*** Records for the exercise
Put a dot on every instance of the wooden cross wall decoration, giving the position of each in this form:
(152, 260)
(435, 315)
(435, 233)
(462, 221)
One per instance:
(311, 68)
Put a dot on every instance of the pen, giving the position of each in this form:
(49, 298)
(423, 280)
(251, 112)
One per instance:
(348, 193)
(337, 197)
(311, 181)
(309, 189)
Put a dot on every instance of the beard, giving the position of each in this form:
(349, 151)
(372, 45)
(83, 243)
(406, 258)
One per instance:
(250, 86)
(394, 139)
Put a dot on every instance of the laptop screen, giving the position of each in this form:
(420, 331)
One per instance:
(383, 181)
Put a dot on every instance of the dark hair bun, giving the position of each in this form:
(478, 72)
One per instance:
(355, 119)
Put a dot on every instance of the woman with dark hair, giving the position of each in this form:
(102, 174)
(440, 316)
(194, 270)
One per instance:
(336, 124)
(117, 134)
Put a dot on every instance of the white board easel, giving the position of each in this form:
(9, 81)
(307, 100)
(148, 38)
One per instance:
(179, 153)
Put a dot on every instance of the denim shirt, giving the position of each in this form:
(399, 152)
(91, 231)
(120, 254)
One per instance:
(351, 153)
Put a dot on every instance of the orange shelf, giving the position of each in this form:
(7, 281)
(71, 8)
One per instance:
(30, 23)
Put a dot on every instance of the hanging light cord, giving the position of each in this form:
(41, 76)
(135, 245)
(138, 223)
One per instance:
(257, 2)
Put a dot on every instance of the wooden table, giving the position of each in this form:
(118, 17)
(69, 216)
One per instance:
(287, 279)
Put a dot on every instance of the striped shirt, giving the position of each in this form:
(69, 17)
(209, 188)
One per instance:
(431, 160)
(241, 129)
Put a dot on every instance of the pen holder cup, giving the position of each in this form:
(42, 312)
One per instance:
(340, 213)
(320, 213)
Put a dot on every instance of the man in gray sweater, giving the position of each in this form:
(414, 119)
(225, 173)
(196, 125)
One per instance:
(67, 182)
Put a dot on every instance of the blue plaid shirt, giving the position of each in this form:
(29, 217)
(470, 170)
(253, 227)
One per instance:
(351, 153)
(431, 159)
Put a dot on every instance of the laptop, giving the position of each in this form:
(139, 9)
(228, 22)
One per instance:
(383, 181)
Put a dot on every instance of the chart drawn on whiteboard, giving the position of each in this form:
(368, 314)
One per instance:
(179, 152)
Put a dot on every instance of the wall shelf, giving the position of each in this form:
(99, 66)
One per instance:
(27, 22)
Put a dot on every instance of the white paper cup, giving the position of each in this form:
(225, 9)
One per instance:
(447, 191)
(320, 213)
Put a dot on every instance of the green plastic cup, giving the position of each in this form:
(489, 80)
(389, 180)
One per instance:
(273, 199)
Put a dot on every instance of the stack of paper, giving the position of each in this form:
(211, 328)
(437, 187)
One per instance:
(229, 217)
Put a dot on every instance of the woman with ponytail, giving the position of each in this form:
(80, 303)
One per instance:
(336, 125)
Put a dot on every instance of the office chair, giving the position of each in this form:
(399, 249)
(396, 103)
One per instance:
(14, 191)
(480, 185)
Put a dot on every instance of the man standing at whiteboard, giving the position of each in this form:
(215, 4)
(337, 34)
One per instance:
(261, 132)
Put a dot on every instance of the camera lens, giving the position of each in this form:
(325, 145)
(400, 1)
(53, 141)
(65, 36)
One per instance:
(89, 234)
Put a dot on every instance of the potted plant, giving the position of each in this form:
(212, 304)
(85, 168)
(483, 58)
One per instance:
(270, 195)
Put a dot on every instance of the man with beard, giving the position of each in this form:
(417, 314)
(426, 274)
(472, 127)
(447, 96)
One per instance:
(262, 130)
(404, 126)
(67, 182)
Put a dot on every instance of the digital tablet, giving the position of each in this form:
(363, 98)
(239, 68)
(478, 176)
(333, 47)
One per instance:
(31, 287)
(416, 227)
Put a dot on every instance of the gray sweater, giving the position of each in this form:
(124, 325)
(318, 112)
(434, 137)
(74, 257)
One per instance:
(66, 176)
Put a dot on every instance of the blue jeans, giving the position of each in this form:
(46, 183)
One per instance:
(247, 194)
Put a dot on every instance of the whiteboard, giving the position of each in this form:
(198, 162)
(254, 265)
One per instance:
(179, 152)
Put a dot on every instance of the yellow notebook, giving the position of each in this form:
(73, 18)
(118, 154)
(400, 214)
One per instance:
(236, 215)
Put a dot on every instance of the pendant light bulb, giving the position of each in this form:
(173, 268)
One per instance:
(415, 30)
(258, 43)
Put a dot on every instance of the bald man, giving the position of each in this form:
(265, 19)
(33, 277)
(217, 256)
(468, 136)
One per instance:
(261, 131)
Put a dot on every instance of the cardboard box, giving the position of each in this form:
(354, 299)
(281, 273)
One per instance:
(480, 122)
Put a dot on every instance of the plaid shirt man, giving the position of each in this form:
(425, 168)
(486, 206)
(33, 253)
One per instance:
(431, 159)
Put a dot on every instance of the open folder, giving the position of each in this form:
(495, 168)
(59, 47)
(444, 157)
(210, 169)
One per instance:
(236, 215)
******
Task description
Copy every line of the data that carries the word "shirt".

Response to the exercise
Put a dot on every instance of the denim shirt, giving the position of each in this form:
Put a dot on every instance of the striped shirt, giving the position of each in this form:
Put a dot on every instance of the blue plaid shirt, giving the position of each in this form:
Put a dot on every instance of the plaid shirt man, giving the position of each in this form:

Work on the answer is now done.